* **文書の一節**
<<<<
スーパーで今まで通り、とりあえず買う調味料、厳選して選んだもの、これどうなんだろう?と試しに使っているもの、現在我が家にはいろいろな思惑の調味料が並びます。

そして、テーマである「日本の発酵調味料」に欠かせない「微生物」が、「麹菌」です。味噌や醤油、酒の原料となる麹に必要な微生物で、「麹」は、蒸した米や麦などの穀物に「麹菌」を繁殖させた加工品を指します。
そんな麹菌は、日本の発酵調味料を作る際のスターターとして大事な役割を担ってくれています。
発酵の形式のひとつとして、微生物の生成する「酵素」による分解も含まれていて、まさに、「麹菌」は自身の酵素によって、デンプンをブドウ糖に分解する「糖化」を行い、乳酸菌等微生物の発酵に必要となる「糖類」をたくさん作る事ができるのだとか。
ちなみに、麹を使って発酵食品を作る事を「醸造」と言い、麹菌は「国菌」と認定されています。日本の調味料を支える菌。さすがです。

多様な「微生物」やそれらの酵素によって様々な「発酵」がある。という事が分かりましたが、それでは、発酵を行う事で、食品にどういった利点があるのでしょうか。
魅力ポイントをまとめると…
・保存性が高まる。
原則的に発酵菌が繁殖している場所には、腐敗菌が増殖せず、長期間の保存が可能となります。
・栄養価や味の美味しさが高まる。
発酵の過程で食材にビタミン等新たな栄養素が付加され、人間にとって有益な旨味や香りが加えられます。
・その他にも健康面での有益な効果が。
微生物によって食品が分解される事で、人体に消化・吸収されやすくなるとともに、発酵食品には、腸内細菌のエサとなるオリゴ糖や食物繊維も多く含まれ、腸内環境の改善にも役立つのだとか!

次回は、この「麹」が使われる、普段の料理で登場頻度の高い日本の発酵調味料について、購入する際の判断基準になる原材料や製造方法を見ていくとともに、商品にどのように「表示」されているのかを投稿していきます!
併せて、私が最近家で使っている調味料の事、変えてみた部分、変えるに至っていない部分等、赤裸々にお話できればと思います。
>>>>
* **やること**
- 1) 発酵調味料の文章から、「多様な「微生物」やそれらの酵」から「境の改善にも役立つのだとか!」までを、「境の改善にも役立つのだとか!」も含めてそのまま抜き出して返す。
- 2) 次の(a)〜(c)が発酵調味料の文章と合っているかを、それぞれ「はい」か「いいえ」で答え、決め手となる本文の語句をそのまま引用する。
(a) 麹は、蒸した穀物に麹菌を繁殖させた加工品を指す。
(b) 麹菌は自身の酵素で、ブドウ糖をデンプンに変える。
(c) 麹を使って発酵食品を作る事は「熟成」と呼ばれる。

* **記録データ**
<<<<
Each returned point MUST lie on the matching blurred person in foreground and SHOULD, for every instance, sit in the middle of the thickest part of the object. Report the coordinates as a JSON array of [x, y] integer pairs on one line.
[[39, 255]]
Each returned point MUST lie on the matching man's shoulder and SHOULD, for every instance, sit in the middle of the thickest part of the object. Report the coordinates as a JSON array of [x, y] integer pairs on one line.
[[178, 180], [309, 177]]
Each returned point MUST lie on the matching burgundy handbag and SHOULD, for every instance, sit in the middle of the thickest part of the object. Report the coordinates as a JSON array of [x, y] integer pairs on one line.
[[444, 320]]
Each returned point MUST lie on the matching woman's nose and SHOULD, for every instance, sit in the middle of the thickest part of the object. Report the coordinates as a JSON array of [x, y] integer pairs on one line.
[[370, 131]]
>>>>
<<<<
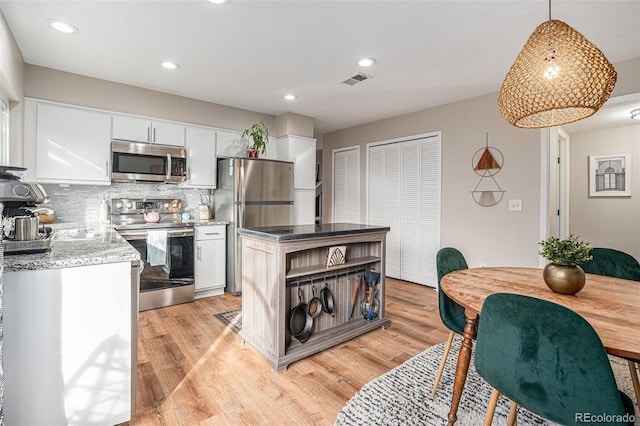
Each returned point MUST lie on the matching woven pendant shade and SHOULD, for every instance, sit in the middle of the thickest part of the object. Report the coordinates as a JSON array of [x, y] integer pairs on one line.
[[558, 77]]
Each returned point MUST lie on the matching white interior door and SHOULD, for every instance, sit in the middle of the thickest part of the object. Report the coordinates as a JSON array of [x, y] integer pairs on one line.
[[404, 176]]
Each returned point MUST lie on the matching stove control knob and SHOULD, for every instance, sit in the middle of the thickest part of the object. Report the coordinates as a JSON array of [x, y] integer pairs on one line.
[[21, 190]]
>>>>
* **解答**
- 1)
多様な「微生物」やそれらの酵素によって様々な「発酵」がある。という事が分かりましたが、それでは、発酵を行う事で、食品にどういった利点があるのでしょうか。
魅力ポイントをまとめると…
・保存性が高まる。
原則的に発酵菌が繁殖している場所には、腐敗菌が増殖せず、長期間の保存が可能となります。
・栄養価や味の美味しさが高まる。
発酵の過程で食材にビタミン等新たな栄養素が付加され、人間にとって有益な旨味や香りが加えられます。
・その他にも健康面での有益な効果が。
微生物によって食品が分解される事で、人体に消化・吸収されやすくなるとともに、発酵食品には、腸内細菌のエサとなるオリゴ糖や食物繊維も多く含まれ、腸内環境の改善にも役立つのだとか!

- 2)
(a) はい。「「麹」は、蒸した米や麦などの穀物に「麹菌」を繁殖させた加工品を指します」
(b) いいえ。「デンプンをブドウ糖に分解する「糖化」を行い」
(c) いいえ。「麹を使って発酵食品を作る事を「醸造」と言い」